- **SELECTED PASSAGE**
· · · ·

Prevention: Never run cdk deploy
against production tables without rehearsing in staging with identical data.
2. Environment Variables Are Not Configuration#
Cost of learning: 12 hours of authentication failures affecting 8K+ users. Prevention: Type-safe environment builders with validation and required field checks.
3. Secrets Need Environment-Specific Validation#
Cost of learning: $23K in accidental production charges. Prevention: Environment-aware secret validation that prevents cross-environment contamination.
4. Data Migration Needs Monitoring#
Cost of learning: 3 migration attempts, 180K records at risk. Prevention: Comprehensive logging, progress tracking, and timeout handling in migration functions.
5. VPC Lambda Functions Are Different#
Cost of learning: 15-minute cold starts, connection pool exhaustion. Prevention: Proper connection management, security group configuration, and subnet planning.

· · · ·

- **SOURCE DATA**
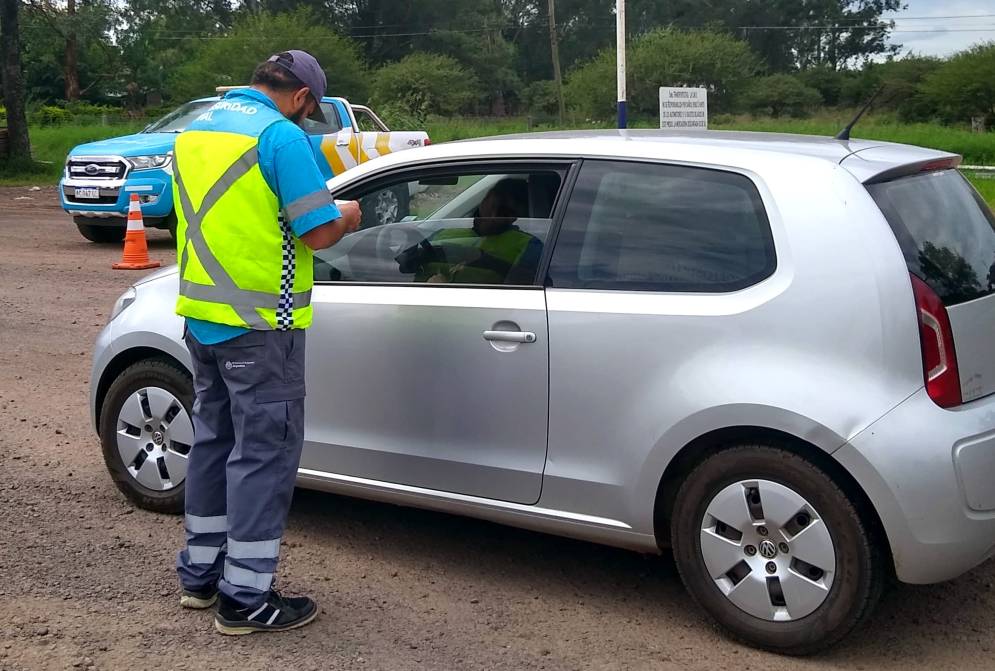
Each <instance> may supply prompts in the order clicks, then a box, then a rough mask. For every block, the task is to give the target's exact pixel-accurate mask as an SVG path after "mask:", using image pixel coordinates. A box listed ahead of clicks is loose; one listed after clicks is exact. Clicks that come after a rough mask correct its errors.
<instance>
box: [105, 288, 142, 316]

· · · ·

- **TASKS TO COMPLETE**
1) Revise the deployment lessons from the words containing "2. Environment Variables" through "in migration functions.", and put "Price paid" in place of "Cost of learning".
2) Carry the deployment lessons forward from the point where they end.
The data has no connection to the deployment lessons.

- **RESULTS**
1)
2. Environment Variables Are Not Configuration#
Price paid: 12 hours of authentication failures affecting 8K+ users. Prevention: Type-safe environment builders with validation and required field checks.
3. Secrets Need Environment-Specific Validation#
Price paid: $23K in accidental production charges. Prevention: Environment-aware secret validation that prevents cross-environment contamination.
4. Data Migration Needs Monitoring#
Price paid: 3 migration attempts, 180K records at risk. Prevention: Comprehensive logging, progress tracking, and timeout handling in migration functions.

2)
Migration Results#
Before CDK:
- Manual environment management
- Plaintext secrets in YAML
- No table import validation
- Migration scripts run locally
- Zero disaster recovery testing
After CDK:
- Type-safe environment configuration with validation
- Encrypted secrets with environment isolation
- Production-safe table imports with verification
- Automated, monitored data migrations
- Comprehensive backup and monitoring
Metrics:
- 23 Lambda functions migrated
- 3 production DynamoDB tables (180K+ records)
- 47 environment variables type-safe
- 12 secrets properly encrypted
- Zero data loss (eventually)
What's Next#
Your data layer is battle-tested with proper environment management and security. Stateful resources are protected, secrets are encrypted, and disaster recovery is automated.
In Part 5, we'll implement authentication and authorization:
- Cognito user pools with production constraints
- API Gateway authorizers that actually work
- IAM roles that follow least privilege
- JWT token validation that doesn't break
- Fine-grained permissions without complexity explosion
The foundation survived production. Let's secure it properly.
Comments (0)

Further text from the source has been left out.